--- PAGE TEXT Enclosed Below ---

It’s something of a surprise to find Tyler Cowen being insufficiently radical. But that is the conclusion we must come to here with his suggestion for occupational licensing. The analysis of the basic problem is entirely correct as is the observation that it is now a bipartisan issue. The question is then, and therefore, what the heck do we do about it?
Which is where not being radical enough comes in. The problem itself:
Criticism of the proliferation of occupational licensing is now bipartisan. Occupations such as dog walkers, interior designers, auctioneers and barbers do not need state licenses, and those legal restrictions serve mainly to raise prices for consumers and restrict supply, eventually limiting innovation and job creation, too.
But how to move forward? There are thousands of licenses, covering almost a third of U.S. workers, and licenses are proliferating at the city and county levels, too. Constitutional and antitrust and legal challenges to this trend are beneficial, but they bring only piecemeal victories and cannot undo the current morass of restrictions.
That’s all entirely true. So is the observation that there’s little point in trying to attack Hydra with a sword, head by head. As we crush guild protections for hairdressers in Tennessee then 15 other states will have instituted them for barbers. It’s just not the way to deal with the agreed problem. But then this isn’t the solution either:
My radical proposal is therefore for the federal government to pre-empt as much occupational licensing as is possible. That’s right, these functions would be taken away from the state and local governments.

--- End of Enclosed PAGE TEXT ---
--- DATASET EXTRACT Enclosed Below ---

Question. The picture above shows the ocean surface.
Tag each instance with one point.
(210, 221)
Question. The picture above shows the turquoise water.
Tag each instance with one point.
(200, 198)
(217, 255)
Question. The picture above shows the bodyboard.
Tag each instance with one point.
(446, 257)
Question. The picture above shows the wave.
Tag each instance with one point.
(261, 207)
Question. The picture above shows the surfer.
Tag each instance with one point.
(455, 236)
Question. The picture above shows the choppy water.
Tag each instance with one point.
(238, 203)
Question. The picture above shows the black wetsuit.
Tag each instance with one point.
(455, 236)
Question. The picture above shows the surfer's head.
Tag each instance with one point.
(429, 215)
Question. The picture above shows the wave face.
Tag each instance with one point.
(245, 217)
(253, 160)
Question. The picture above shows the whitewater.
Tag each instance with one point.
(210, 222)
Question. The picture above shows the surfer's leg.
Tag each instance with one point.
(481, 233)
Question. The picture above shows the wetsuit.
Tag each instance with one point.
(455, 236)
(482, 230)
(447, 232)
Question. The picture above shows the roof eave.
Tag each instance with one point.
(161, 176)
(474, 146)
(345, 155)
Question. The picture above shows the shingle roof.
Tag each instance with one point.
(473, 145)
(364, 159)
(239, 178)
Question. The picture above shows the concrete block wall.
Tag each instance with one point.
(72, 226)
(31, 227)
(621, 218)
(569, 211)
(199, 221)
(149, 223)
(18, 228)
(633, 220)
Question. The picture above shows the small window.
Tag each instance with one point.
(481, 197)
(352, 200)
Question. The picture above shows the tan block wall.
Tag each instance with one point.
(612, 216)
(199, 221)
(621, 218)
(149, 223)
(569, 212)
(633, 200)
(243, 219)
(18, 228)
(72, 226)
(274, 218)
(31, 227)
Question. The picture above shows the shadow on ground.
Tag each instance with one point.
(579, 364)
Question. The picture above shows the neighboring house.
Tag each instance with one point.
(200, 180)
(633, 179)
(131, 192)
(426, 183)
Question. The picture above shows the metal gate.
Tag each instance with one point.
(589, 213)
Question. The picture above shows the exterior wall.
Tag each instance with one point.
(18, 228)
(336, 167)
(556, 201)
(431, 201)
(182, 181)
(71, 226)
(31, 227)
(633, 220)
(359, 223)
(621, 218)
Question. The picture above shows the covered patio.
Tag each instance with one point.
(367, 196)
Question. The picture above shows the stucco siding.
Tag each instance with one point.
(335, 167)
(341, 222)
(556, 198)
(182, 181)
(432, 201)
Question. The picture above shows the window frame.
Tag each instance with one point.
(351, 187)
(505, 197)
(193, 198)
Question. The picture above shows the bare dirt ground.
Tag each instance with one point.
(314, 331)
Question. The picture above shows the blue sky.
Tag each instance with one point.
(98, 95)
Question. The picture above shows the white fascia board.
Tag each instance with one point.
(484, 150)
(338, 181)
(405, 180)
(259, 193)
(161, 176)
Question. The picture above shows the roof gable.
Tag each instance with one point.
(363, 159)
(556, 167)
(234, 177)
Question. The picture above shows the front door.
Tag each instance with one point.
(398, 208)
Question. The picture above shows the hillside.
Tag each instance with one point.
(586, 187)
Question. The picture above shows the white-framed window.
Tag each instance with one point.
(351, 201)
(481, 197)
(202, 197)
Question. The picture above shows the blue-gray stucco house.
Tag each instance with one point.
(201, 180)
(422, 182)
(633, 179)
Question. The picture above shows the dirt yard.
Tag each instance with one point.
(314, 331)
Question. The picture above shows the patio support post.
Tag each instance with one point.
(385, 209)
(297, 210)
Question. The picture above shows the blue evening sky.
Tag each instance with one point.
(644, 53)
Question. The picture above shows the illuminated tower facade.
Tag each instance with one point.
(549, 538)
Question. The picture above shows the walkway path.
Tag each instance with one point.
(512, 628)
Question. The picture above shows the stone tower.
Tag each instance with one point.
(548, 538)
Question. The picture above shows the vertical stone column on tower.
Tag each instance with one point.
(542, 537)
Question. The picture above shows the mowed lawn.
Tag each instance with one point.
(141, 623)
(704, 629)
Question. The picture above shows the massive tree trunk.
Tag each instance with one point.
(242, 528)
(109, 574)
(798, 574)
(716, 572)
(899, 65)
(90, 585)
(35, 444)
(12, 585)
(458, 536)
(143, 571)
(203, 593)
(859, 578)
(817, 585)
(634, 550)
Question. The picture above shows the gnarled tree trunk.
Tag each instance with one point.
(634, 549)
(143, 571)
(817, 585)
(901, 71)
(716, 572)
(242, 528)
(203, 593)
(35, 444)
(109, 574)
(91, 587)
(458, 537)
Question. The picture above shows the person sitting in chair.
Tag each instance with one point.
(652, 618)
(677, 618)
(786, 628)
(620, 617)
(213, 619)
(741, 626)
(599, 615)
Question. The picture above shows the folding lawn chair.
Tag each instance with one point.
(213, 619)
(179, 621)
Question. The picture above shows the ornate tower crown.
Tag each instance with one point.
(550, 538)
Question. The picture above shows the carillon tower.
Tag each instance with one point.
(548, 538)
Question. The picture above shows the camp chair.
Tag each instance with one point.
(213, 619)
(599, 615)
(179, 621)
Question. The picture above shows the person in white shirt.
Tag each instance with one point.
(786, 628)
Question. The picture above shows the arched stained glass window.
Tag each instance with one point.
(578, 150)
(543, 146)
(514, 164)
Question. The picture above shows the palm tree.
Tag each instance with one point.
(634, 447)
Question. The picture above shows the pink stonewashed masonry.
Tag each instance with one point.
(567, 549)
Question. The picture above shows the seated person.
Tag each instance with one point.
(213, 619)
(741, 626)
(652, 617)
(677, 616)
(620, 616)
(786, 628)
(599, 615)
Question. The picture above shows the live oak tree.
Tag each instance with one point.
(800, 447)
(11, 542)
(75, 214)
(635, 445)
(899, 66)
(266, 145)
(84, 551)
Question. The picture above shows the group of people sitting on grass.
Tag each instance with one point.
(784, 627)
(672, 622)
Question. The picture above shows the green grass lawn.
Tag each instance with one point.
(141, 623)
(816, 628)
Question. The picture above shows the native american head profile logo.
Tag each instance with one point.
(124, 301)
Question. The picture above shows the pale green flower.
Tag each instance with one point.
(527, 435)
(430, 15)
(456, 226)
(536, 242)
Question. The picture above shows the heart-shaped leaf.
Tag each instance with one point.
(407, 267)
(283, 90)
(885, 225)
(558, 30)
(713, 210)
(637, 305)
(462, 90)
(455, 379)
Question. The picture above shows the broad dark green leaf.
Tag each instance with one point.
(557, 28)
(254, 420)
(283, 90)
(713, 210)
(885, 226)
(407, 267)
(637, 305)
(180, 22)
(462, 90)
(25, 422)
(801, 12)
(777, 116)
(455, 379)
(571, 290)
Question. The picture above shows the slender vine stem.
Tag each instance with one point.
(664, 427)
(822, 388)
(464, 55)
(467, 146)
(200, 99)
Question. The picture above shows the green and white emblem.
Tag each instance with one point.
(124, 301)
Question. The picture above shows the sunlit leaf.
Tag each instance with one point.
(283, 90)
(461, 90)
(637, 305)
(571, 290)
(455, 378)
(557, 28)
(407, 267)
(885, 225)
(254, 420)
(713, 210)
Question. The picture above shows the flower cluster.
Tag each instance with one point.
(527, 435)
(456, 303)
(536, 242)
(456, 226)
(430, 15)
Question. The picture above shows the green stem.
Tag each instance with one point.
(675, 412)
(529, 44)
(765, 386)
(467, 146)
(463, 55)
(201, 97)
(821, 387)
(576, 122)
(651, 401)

--- End of Enclosed DATASET EXTRACT ---

▶ WHAT YOU WILL DO:
Reproduce the full text of the occupational licensing commentary word for word. The records come from a source separate from the text.

▶ RESPONSE TO THE TASK:
It’s something of a surprise to find Tyler Cowen being insufficiently radical. But that is the conclusion we must come to here with his suggestion for occupational licensing. The analysis of the basic problem is entirely correct as is the observation that it is now a bipartisan issue. The question is then, and therefore, what the heck do we do about it?
Which is where not being radical enough comes in. The problem itself:
Criticism of the proliferation of occupational licensing is now bipartisan. Occupations such as dog walkers, interior designers, auctioneers and barbers do not need state licenses, and those legal restrictions serve mainly to raise prices for consumers and restrict supply, eventually limiting innovation and job creation, too.
But how to move forward? There are thousands of licenses, covering almost a third of U.S. workers, and licenses are proliferating at the city and county levels, too. Constitutional and antitrust and legal challenges to this trend are beneficial, but they bring only piecemeal victories and cannot undo the current morass of restrictions.
That’s all entirely true. So is the observation that there’s little point in trying to attack Hydra with a sword, head by head. As we crush guild protections for hairdressers in Tennessee then 15 other states will have instituted them for barbers. It’s just not the way to deal with the agreed problem. But then this isn’t the solution either:
My radical proposal is therefore for the federal government to pre-empt as much occupational licensing as is possible. That’s right, these functions would be taken away from the state and local governments.